• **WHAT IS EXPECTED**
Copy the lines below verbatim, beginning with the line that includes "locate | one dot per instance of the crowd" and continuing to the end; leave out everything before it.

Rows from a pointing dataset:
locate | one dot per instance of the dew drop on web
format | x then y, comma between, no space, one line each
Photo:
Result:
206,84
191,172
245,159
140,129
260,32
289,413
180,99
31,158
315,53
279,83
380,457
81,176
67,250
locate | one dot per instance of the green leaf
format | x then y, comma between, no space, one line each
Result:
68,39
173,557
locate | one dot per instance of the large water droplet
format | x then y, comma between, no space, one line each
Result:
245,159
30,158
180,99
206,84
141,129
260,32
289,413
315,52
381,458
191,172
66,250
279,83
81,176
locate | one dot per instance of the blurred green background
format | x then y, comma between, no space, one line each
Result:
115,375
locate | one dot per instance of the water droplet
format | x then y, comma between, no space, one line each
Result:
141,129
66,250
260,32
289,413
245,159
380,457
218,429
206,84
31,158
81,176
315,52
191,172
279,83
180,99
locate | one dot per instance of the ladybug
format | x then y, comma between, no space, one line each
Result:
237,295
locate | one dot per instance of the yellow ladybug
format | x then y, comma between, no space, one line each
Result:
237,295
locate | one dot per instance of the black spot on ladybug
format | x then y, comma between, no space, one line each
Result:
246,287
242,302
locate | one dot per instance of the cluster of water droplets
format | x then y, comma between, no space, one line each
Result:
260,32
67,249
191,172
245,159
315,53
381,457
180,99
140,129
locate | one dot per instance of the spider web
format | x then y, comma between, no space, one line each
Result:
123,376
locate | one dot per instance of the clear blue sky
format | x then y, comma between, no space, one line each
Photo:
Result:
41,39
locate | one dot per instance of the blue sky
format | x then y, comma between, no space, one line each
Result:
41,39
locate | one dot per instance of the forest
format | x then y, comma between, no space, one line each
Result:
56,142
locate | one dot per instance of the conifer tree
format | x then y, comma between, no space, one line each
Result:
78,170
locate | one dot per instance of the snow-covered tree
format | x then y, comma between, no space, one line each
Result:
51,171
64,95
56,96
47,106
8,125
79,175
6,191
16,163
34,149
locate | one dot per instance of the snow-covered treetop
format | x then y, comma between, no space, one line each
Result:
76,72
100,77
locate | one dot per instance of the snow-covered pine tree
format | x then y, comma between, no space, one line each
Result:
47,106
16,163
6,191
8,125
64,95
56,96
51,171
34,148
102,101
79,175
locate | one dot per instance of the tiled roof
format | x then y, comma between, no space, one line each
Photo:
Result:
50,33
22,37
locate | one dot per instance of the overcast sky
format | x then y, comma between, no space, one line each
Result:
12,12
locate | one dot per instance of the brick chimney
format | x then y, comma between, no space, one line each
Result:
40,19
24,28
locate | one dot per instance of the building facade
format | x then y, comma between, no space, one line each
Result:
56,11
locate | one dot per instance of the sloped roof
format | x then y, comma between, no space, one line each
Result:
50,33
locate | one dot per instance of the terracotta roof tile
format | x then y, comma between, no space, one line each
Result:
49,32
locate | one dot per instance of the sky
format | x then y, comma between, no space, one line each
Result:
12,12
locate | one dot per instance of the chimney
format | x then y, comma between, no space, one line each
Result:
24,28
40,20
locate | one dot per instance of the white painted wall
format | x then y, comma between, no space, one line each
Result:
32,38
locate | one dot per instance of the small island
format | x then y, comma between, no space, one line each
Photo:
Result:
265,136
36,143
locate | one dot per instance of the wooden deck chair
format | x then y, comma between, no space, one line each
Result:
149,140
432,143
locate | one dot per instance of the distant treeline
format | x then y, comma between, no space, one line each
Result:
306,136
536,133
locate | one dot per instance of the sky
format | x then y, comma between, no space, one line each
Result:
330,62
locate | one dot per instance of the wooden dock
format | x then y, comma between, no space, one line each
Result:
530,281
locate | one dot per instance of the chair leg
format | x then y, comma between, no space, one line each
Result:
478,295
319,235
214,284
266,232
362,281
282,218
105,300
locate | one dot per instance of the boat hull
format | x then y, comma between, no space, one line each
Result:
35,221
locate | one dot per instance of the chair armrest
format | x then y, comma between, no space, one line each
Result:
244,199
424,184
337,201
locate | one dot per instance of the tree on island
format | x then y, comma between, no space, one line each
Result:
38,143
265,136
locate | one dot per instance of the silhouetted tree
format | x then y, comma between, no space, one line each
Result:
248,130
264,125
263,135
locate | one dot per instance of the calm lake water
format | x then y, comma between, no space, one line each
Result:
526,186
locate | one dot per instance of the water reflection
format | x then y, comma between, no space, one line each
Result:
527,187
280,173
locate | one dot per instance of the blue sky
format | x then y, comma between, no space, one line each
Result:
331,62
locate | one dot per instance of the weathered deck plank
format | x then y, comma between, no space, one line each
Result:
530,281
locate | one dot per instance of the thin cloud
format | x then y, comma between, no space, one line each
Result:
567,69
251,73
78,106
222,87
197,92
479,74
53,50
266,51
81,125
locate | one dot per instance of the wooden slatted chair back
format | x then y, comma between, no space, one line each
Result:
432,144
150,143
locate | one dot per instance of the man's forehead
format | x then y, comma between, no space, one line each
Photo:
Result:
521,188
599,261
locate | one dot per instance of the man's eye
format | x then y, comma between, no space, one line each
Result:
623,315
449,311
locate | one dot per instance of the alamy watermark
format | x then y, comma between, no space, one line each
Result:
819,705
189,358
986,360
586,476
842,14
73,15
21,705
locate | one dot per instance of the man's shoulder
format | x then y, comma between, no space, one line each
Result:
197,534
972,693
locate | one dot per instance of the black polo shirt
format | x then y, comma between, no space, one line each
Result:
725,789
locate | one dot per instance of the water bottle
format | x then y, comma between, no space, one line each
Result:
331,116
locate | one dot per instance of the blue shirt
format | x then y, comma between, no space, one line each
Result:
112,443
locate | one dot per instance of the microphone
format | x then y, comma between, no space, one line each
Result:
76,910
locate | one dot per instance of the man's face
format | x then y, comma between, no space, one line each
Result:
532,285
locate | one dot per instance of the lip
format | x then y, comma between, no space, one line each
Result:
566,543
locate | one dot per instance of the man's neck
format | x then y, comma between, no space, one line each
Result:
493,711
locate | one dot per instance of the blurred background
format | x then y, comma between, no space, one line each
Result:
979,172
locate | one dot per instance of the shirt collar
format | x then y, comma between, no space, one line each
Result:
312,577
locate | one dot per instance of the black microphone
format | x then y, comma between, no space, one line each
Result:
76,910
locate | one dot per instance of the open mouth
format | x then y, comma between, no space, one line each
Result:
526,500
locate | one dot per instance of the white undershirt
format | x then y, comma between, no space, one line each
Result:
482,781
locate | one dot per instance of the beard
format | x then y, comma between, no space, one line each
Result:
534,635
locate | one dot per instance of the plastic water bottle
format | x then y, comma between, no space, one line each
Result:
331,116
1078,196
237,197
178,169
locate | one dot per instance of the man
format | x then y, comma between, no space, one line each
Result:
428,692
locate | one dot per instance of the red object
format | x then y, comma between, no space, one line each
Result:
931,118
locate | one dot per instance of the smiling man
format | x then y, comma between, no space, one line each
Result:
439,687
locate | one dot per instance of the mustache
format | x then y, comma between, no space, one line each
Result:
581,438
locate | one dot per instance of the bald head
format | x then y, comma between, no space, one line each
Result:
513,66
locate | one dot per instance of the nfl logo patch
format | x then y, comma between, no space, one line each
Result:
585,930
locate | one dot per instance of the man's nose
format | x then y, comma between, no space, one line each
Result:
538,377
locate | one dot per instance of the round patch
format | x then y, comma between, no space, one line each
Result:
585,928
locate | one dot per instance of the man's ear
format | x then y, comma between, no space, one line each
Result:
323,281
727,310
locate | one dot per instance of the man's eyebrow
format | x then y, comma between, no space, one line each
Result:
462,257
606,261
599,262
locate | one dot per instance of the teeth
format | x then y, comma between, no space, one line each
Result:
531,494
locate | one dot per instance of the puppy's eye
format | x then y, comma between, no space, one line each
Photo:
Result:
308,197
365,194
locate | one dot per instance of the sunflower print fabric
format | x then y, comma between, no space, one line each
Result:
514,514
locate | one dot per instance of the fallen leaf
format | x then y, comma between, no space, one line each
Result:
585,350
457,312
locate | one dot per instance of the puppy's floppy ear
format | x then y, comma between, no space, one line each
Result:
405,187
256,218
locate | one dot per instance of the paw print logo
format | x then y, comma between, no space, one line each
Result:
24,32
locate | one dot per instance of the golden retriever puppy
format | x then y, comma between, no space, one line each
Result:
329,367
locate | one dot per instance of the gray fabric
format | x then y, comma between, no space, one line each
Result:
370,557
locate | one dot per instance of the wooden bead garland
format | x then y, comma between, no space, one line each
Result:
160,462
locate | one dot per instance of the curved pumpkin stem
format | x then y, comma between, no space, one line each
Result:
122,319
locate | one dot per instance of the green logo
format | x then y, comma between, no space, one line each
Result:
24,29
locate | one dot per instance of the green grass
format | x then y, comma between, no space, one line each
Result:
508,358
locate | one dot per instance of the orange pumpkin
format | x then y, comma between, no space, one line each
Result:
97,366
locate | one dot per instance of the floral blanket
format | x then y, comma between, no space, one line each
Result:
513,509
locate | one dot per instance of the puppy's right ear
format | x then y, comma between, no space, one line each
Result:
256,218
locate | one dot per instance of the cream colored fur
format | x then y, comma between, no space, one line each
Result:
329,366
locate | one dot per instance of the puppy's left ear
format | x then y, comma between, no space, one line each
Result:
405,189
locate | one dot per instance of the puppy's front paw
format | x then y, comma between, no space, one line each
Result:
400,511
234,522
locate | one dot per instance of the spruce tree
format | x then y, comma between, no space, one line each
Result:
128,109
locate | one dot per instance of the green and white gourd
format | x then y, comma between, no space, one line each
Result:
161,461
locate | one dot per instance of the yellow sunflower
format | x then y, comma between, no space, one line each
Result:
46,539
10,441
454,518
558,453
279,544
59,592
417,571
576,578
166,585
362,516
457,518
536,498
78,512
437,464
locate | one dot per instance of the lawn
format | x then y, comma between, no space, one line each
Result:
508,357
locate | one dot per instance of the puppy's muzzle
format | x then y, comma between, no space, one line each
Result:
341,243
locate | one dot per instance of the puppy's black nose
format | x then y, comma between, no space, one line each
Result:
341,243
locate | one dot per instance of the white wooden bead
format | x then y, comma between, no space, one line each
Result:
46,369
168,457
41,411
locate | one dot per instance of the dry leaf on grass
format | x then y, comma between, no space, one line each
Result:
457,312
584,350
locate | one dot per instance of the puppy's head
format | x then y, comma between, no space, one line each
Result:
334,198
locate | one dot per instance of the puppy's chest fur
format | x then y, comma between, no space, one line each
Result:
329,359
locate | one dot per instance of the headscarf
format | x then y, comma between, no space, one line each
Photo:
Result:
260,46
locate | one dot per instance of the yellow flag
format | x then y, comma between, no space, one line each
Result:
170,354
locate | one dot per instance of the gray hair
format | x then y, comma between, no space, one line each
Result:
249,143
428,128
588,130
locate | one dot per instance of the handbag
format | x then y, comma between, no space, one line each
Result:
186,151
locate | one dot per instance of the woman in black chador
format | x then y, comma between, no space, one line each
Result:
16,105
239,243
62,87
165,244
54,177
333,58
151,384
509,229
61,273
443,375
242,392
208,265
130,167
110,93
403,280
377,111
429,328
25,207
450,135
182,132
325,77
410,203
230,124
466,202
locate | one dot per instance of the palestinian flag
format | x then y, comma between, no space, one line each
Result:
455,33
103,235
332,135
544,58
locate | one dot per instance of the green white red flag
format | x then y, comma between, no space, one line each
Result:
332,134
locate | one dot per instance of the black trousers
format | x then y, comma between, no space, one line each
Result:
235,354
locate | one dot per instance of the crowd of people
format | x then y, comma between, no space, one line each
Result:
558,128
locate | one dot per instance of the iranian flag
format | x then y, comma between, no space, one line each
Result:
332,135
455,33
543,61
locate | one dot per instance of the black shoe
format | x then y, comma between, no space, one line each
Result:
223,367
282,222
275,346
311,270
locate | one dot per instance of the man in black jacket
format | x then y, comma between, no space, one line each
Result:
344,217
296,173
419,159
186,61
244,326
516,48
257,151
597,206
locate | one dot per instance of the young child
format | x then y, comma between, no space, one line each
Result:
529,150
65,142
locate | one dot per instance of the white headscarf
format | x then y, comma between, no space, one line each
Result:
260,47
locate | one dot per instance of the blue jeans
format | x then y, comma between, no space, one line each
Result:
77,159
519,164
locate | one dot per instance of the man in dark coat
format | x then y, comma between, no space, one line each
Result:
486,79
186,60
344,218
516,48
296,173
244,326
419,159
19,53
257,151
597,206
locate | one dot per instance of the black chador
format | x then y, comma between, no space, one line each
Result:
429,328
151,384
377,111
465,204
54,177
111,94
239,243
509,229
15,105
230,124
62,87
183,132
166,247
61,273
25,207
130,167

• **FULL SOLUTION**
locate | one dot per instance of the crowd of people
format | x then y, comma between, no space, one line each
Result:
558,128
locate | one dot per instance of the iranian flag
format | x then y, comma between, no space, one line each
Result:
332,135
455,33
543,61
locate | one dot per instance of the black shoe
format | x then y, comma between, no space, one line each
Result:
223,367
282,222
275,346
311,270
locate | one dot per instance of the man in black jacket
format | x then y, comma between, no space, one line each
Result:
344,217
296,173
419,159
186,61
244,326
516,48
257,151
597,206
locate | one dot per instance of the young child
format | x then y, comma between, no space, one line each
Result:
529,150
65,142
locate | one dot per instance of the white headscarf
format | x then y, comma between, no space, one line each
Result:
260,47
locate | one dot per instance of the blue jeans
format | x then y, comma between, no space, one line each
Result:
77,159
519,164
locate | one dot per instance of the man in dark coat
format | x then y, comma between, no space, one line each
Result:
486,79
186,60
344,218
516,48
296,173
244,326
419,159
19,53
257,151
597,206
locate | one dot per instance of the black chador
format | x then y, comma between, no space, one line each
Result:
429,328
151,384
377,111
465,204
54,177
111,94
239,243
509,229
15,105
230,124
62,87
183,132
166,247
61,273
25,207
130,167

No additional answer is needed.